▶ [Directions for this task]:
Copy exactly the run of lines that begins at the line with "paw with a point." and ends at the final line of the entries.

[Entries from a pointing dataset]
+===+

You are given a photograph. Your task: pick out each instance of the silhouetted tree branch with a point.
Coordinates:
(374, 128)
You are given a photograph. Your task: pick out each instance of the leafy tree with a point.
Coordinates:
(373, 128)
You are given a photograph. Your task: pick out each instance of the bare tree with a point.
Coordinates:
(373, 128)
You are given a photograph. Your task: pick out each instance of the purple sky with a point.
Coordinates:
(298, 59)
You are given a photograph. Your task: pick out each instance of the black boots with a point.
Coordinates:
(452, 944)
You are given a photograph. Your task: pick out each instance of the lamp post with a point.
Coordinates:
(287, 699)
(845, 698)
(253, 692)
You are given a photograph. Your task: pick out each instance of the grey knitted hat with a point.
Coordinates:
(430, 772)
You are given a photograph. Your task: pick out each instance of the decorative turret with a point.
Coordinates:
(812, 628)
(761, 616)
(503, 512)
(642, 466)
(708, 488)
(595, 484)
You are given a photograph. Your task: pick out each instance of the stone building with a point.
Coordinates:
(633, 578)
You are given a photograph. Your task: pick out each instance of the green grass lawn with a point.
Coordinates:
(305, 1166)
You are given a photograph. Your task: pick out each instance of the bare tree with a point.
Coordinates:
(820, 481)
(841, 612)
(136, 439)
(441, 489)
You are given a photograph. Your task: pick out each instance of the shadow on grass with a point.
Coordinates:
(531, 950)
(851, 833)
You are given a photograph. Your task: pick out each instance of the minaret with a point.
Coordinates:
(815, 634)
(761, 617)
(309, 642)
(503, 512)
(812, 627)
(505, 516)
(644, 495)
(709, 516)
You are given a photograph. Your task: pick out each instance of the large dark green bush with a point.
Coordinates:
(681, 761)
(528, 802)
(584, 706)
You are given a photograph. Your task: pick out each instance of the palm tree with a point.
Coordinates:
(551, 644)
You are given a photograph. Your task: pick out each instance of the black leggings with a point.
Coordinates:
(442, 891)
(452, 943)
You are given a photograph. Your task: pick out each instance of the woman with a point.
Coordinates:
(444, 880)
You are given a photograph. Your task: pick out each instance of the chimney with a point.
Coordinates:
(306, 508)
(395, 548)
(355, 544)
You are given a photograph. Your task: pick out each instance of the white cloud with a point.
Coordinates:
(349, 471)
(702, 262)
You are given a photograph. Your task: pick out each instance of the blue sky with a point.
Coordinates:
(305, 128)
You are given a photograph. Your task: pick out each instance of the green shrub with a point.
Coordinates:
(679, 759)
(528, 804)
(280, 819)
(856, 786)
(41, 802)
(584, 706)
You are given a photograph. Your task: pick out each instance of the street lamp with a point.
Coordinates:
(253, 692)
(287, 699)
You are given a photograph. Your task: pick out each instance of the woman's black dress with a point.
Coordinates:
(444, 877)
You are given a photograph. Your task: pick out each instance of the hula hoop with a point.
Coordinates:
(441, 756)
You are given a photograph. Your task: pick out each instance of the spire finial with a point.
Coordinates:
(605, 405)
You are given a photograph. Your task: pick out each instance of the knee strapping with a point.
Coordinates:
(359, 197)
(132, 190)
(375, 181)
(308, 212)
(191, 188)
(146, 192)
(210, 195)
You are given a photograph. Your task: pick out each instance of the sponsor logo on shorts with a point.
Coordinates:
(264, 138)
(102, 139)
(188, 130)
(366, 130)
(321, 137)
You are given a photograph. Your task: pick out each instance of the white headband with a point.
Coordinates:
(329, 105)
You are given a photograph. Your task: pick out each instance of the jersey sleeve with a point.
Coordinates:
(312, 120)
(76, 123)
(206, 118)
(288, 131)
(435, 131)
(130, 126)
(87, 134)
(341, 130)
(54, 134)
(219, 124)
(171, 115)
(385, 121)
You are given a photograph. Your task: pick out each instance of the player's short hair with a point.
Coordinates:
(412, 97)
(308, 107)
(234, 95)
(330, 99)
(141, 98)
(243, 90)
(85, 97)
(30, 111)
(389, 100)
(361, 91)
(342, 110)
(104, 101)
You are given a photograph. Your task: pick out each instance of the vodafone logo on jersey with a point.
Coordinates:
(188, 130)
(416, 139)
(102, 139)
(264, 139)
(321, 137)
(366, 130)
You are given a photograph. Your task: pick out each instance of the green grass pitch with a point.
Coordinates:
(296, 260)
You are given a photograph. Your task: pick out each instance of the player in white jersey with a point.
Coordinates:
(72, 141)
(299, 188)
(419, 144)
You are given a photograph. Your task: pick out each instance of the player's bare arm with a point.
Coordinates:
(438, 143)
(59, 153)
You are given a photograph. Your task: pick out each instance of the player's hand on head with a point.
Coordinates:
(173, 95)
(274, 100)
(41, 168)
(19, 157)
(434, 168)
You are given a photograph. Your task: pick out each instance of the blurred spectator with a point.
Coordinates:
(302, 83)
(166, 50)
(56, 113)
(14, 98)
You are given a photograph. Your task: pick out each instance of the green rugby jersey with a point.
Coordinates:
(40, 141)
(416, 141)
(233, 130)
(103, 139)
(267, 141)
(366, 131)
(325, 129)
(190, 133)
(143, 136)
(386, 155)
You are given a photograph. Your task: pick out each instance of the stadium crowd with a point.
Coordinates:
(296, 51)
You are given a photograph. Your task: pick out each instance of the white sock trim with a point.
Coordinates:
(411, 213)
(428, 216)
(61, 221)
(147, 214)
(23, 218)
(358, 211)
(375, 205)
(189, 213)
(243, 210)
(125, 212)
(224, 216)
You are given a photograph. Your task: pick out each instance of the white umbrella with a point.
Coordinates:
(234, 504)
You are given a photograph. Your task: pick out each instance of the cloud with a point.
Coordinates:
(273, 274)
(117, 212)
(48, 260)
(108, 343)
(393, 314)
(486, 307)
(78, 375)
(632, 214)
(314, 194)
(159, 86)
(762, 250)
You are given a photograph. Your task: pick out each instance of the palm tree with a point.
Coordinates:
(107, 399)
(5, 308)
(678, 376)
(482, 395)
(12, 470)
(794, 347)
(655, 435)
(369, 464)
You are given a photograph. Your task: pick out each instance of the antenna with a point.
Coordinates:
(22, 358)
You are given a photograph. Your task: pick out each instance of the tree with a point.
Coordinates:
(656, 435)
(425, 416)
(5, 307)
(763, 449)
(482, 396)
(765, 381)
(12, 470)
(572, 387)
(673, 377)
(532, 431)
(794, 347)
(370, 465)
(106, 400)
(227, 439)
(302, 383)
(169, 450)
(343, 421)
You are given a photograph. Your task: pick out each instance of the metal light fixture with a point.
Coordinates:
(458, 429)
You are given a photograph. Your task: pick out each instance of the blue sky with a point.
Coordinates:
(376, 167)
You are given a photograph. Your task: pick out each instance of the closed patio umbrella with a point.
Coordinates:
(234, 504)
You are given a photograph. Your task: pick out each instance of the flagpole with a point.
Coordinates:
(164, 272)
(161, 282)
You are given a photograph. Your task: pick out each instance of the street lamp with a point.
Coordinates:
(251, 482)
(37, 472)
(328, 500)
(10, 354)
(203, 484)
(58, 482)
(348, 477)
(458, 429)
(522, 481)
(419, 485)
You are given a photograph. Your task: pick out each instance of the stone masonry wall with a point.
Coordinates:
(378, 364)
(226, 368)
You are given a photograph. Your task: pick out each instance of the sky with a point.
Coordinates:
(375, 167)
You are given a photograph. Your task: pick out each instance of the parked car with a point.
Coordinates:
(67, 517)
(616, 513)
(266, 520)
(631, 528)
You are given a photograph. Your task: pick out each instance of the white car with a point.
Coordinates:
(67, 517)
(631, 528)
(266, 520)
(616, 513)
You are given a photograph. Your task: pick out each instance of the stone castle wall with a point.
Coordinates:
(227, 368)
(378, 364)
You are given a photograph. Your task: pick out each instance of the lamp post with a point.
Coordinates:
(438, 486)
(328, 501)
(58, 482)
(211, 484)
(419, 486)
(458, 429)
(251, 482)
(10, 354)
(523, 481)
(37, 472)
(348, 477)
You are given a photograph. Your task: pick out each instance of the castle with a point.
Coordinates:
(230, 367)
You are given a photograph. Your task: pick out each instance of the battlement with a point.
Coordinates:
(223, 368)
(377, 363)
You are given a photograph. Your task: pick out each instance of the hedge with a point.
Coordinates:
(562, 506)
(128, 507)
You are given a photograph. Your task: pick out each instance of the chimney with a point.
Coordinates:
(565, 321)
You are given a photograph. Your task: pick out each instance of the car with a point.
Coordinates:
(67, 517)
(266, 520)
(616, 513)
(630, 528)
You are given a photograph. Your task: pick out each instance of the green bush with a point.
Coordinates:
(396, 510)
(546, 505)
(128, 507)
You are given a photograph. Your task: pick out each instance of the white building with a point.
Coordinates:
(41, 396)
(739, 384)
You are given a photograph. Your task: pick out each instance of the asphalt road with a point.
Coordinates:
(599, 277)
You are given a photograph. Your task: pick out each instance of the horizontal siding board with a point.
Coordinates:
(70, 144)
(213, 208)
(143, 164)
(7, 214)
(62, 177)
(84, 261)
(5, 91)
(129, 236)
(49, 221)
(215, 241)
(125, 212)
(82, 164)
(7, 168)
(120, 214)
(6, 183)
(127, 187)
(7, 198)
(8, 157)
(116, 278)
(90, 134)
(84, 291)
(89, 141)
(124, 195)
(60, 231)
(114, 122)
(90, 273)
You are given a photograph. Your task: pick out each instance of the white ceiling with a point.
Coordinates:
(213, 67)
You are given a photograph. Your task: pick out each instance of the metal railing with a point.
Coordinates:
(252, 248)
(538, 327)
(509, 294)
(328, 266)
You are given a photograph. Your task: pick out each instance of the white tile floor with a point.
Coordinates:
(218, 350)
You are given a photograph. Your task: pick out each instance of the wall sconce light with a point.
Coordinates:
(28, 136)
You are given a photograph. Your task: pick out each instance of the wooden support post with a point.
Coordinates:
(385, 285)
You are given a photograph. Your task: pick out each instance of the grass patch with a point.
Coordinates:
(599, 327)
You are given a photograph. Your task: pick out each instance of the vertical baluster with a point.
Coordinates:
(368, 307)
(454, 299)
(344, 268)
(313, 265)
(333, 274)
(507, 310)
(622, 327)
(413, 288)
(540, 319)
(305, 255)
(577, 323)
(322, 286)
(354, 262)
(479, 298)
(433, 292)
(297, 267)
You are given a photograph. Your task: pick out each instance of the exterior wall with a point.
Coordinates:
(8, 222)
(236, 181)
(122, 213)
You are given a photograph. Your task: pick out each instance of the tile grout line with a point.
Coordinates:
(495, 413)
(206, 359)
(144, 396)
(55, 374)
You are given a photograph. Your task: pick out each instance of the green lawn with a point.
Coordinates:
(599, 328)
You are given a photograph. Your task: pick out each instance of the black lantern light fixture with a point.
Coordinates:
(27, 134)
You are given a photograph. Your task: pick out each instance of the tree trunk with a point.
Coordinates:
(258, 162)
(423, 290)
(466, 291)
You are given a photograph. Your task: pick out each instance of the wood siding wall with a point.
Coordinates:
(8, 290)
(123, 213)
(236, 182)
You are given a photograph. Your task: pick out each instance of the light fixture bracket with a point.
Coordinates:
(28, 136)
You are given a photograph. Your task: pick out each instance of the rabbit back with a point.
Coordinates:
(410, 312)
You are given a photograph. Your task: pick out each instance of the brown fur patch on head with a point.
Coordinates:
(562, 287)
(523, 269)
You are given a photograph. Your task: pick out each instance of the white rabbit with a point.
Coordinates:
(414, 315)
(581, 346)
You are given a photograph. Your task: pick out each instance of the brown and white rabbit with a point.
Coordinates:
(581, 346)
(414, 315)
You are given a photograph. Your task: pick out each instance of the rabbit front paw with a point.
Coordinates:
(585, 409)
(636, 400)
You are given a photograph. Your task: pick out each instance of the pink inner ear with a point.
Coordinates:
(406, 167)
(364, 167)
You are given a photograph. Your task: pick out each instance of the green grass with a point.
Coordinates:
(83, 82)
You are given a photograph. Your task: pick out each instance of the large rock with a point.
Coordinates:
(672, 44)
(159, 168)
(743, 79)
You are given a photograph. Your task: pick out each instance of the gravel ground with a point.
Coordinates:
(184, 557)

+===+

▶ [Reply to the exercise]:
You are given a photograph. Your task: pick out each instance of the rabbit front paw with a point.
Coordinates:
(585, 409)
(636, 400)
You are given a photograph. Your task: pick out each instance of the pink inner ear with a point.
Coordinates:
(406, 167)
(364, 167)
You are given a photograph. Your task: pick out each instance of the green grass with a point.
Coordinates:
(83, 82)
You are given a photograph. Your task: pick out each instance of the large rock with a point.
Coordinates:
(672, 44)
(159, 168)
(743, 79)
You are given a photograph. Your task: pick out each instance of the gravel ground with a point.
Coordinates:
(184, 557)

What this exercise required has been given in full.